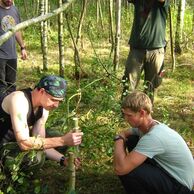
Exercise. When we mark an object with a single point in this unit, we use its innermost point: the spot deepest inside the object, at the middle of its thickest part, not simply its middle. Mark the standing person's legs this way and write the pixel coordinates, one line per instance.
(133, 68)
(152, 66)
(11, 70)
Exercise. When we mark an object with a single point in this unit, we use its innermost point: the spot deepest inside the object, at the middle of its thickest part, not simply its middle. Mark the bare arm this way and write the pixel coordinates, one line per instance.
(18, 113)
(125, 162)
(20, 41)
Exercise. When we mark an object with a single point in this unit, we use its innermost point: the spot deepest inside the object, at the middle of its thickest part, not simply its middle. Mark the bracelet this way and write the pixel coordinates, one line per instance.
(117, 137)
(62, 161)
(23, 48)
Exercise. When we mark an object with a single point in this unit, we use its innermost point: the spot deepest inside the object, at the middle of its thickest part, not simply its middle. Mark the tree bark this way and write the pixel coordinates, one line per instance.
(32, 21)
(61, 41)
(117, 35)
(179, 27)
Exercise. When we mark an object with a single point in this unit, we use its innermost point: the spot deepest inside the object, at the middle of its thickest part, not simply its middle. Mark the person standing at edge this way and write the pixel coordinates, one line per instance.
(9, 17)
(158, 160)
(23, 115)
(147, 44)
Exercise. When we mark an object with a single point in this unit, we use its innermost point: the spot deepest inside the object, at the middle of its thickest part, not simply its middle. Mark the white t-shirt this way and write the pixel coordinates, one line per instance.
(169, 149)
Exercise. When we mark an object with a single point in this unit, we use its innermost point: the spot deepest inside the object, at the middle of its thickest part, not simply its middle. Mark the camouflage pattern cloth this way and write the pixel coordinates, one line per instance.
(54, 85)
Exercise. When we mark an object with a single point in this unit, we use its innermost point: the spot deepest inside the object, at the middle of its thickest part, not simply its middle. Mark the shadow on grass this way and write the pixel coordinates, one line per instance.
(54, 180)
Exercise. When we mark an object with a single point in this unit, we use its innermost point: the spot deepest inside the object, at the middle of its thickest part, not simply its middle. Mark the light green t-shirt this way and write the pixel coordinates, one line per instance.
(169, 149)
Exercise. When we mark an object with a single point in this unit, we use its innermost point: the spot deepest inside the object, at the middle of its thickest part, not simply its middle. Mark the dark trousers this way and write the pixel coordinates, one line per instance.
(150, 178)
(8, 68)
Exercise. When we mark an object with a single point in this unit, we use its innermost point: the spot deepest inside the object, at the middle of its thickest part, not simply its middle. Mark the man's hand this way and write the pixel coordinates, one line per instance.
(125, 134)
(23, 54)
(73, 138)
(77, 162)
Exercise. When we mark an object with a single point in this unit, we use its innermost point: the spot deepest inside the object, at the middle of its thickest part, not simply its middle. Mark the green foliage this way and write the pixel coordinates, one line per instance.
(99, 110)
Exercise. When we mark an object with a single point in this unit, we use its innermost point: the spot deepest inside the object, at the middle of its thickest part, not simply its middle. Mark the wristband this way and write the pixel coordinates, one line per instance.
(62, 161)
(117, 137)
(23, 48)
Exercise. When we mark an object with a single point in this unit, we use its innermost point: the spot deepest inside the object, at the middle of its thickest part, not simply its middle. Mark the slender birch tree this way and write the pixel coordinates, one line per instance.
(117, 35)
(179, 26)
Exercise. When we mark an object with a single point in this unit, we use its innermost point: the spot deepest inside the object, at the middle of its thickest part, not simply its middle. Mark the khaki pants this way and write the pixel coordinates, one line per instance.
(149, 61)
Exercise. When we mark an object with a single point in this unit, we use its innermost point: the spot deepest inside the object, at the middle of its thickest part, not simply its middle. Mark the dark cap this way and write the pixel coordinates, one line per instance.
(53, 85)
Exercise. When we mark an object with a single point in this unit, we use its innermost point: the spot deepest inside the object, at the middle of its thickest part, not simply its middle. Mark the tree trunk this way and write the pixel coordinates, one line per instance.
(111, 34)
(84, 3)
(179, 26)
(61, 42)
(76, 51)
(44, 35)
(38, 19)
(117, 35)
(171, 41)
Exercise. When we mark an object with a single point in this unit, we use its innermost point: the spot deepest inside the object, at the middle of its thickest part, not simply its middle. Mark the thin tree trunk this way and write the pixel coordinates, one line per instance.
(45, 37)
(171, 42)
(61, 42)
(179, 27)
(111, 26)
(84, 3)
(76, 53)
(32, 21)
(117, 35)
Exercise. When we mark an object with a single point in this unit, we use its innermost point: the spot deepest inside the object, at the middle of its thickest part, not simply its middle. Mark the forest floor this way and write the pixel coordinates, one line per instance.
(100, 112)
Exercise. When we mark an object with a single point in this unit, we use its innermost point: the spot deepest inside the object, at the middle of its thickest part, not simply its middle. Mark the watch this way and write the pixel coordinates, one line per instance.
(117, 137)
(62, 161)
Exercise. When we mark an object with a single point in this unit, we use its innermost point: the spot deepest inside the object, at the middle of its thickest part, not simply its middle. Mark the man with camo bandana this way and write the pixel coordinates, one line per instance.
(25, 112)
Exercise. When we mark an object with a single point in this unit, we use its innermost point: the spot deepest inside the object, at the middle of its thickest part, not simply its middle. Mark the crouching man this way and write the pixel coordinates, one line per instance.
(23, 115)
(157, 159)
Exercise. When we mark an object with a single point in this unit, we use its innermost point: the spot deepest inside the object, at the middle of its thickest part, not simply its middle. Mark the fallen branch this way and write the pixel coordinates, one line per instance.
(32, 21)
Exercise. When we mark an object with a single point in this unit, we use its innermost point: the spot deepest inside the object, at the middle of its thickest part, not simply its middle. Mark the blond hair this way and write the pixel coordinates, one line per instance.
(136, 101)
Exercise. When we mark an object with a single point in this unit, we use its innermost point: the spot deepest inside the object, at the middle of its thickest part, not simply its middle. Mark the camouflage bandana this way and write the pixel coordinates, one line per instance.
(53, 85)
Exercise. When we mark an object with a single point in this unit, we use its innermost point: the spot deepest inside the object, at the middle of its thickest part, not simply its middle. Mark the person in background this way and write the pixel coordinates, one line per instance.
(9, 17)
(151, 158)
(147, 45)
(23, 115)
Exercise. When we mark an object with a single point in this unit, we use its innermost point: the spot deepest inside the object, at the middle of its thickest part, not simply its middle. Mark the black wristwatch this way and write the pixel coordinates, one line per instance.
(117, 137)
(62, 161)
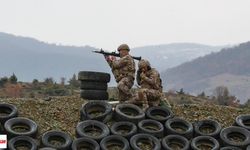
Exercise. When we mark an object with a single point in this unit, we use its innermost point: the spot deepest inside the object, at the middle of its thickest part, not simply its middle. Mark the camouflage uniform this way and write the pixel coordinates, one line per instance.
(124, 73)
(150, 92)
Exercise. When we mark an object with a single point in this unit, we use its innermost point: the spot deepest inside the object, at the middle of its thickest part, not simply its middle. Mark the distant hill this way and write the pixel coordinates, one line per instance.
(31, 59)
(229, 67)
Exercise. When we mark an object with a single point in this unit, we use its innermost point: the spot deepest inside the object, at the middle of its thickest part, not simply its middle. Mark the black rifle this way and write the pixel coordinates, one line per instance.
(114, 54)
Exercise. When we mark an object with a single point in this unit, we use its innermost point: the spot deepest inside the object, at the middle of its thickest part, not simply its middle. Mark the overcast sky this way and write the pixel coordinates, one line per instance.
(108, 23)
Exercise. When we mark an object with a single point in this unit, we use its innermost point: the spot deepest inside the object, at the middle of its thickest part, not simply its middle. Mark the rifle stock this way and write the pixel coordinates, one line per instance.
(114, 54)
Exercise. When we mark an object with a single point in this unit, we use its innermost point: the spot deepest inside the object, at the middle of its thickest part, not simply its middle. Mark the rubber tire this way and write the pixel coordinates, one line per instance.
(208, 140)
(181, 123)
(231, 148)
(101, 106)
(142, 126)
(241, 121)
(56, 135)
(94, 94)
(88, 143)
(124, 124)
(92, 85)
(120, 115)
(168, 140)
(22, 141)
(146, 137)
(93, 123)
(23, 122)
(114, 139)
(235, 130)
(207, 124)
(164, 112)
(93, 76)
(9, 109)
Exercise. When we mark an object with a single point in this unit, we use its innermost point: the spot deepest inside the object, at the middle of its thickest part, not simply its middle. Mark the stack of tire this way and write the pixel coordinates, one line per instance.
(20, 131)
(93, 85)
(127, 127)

···

## Do this
Everything from the line containing "Mark the rifle" to the end of the data above should be quoted exactly, please, both ends included, and nothing outside that span.

## The reply
Exercise. When we mark an object with a single point in this unit, we use its innermost point: the spot deepest inside the object, at the middle of its thickest part, not simply its middle. Mark the rifle stock this way and write the pixel coordinates, one line per instance.
(114, 54)
Exercise. When we mark an object with a single point in this unit, we use its innermost point: the spot deepest inside the object, at the middle of its thickest part, not simply its middle. Mark the rubber tire this way and write the pixel coordinates, one line per instance.
(208, 140)
(181, 123)
(231, 148)
(101, 106)
(142, 126)
(241, 121)
(56, 135)
(94, 94)
(88, 143)
(124, 124)
(92, 85)
(120, 115)
(168, 140)
(22, 141)
(146, 137)
(93, 123)
(23, 122)
(114, 139)
(235, 130)
(207, 124)
(164, 112)
(93, 76)
(9, 109)
Exercise. When we mark an object with a single point in this unit, we use its innermost point: the spot deepest inside the object, at the middle of its thickest part, not simply its middle. Mark the stack of tire this way and write the pixel coordinates, one line per instance.
(20, 131)
(93, 85)
(127, 127)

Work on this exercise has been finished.